- DOCUMENT SECTION -
[R] highest eigenvalues of a matrix

baptiste Auguié ba208 at exeter.ac.uk
Thu Jun 19 16:12:50 CEST 2008


Dear all,

Thank you for the suggestions and pointers. It looks like I'll need  
to do some interface with Fortran/C code. The igraph package seems to  
provide an interface with ARPACK, albeit not with the options I need,  
so it could be a good starting point.

Best regards,

baptiste


On 19 Jun 2008, at 10:50, Katharine Mullen wrote:

> On Thu, 19 Jun 2008, Simon Wood wrote:
>
>>>
>>> I happily use eigen() to compute the eigenvalues and eigenvectors of
>>> a fairly large matrix (200x200, say), but it seems over-killed as  
>>> its
>>> rank is limited to typically 2 or 3. I sort of remember being taught
>>> that numerical techniques can find iteratively decreasing  
>>> eigenvalues
>>> and corresponding orthogonal eigenvectors, which would provide a  
>>> nice
>>> alternative (once I have the first 3, say, I stop the search).
>>
>> Lanczos iteration will do this efficiently (see e.g. Golub & van  
>> Loan "Matrix
>> Computations"), but I don't think that there are any such routines  
>> built into
>> R or LAPACK (although I haven't checked the latest LAPACK  
>> release). When I
>> looked it seemed that the LAPACK options that allow you to select
>> eigen-values/vectors still depend on an initial O(n^3)  
>> decomposition of the
>> matrix, rather than the O(n^2) that a Lanczos based method would  
>> require.
>>
>
> ARPACK (http://www.caam.rice.edu/software/ARPACK/) uses a Lanczos  
> method
> for symmetric matrics; otherwise it uses an Arnoldi iteration.

- DATASET -
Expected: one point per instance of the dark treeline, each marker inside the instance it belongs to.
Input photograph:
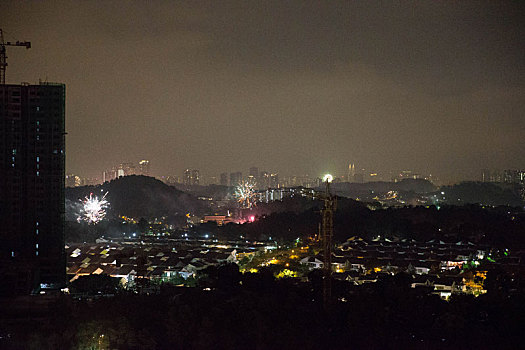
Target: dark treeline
(500, 226)
(254, 311)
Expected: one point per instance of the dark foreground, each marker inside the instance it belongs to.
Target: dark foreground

- WRITTEN INSTRUCTION -
Continue the mailing-list thread about computing the highest eigenvalues of a matrix from the point where it stops. The entries have no role here.

- ANSWER BELOW -
> Development of an R interface to ARPACK would be a nice project (but
> unfortunately one I don't have time for for a while).  Maybe one of  
> the
> maintainers of a package for sparse matrices would be interested.
>
>> My `mgcv' package (see cran) uses Lanczos iteration for setting up  
>> low rank
>> bases for smoothing. The source code is in mgcv/src/ 
>> matrix.c:lanczos_spd, but
>> I'm afraid that there is no direct R interface, although it would  
>> not be too
>> hard to write a suitable wrapper. It requires the matrix to be  
>> symmetric.
>>
>>> Looking at the R source code for eigen and some posts on this list,
>>> it seems that the function uses a LAPACK routine, but obviously all
>>> the options are not available through the R wrapper. I'm not
>>> experienced enough to try and make my own interface with Fortran
>>> code, so here are two questions:
>>>
>>> - is this option (choosing a desired number of eigenvectors) already
>>> implemented in some function / package that I missed?
>> --- In the symmetric case you can use `svd' which lets you select  
>> (although
>> you'd need to fix up the signs of the singular values to get eigen- 
>> values if
>> the matrix is not +ve definite). But this answer is pretty useless  
>> as it will
>> be slower than using `eigen' and getting the full decomposition.
>>
>> Of course if you know that your matrix is low rank because it's a  
>> product of
>> non-square matrices then there's usually some way of getting at the
>> eigen-decomposition efficiently. E.g. if A=B'B where B is 3 by  
>> 1000, then the
>> cost can easily be kept down to O(1000^2) in R...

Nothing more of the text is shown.